• _Material supplied_
+ + +

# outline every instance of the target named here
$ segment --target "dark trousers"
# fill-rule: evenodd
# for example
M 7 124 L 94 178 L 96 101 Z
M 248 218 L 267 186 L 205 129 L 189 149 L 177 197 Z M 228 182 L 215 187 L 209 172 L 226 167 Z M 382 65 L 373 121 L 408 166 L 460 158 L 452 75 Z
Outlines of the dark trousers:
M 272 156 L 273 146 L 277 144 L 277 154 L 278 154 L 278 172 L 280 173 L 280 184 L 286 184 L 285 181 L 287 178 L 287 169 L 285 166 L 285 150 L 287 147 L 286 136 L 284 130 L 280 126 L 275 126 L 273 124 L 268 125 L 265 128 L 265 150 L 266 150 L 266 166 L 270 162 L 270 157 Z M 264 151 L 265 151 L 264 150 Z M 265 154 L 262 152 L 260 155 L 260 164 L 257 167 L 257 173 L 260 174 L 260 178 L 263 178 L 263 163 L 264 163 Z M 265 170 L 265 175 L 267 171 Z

+ + +

• _Work to complete_
Each record above must be transcribed exactly, and none may be skipped.

• _Output of the exercise_
# outline every instance of the target named here
$ segment --target "dark trousers"
# fill-rule: evenodd
# for example
M 7 124 L 94 178 L 96 101 Z
M 248 218 L 267 186 L 205 129 L 189 149 L 177 197 Z M 228 182 L 215 187 L 209 172 L 226 167 Z M 382 65 L 373 121 L 408 166 L 460 158 L 452 75 Z
Outlines of the dark trousers:
M 272 156 L 273 146 L 277 144 L 277 154 L 278 154 L 278 172 L 280 173 L 280 184 L 286 184 L 285 181 L 287 178 L 287 169 L 285 166 L 285 150 L 287 147 L 286 136 L 284 130 L 280 126 L 275 126 L 273 124 L 268 125 L 265 128 L 265 150 L 266 150 L 266 166 L 270 162 L 270 157 Z M 264 151 L 265 151 L 264 150 Z M 265 154 L 262 152 L 260 155 L 260 164 L 257 167 L 257 173 L 260 174 L 260 178 L 263 178 L 263 163 L 264 163 Z M 265 170 L 265 175 L 267 171 Z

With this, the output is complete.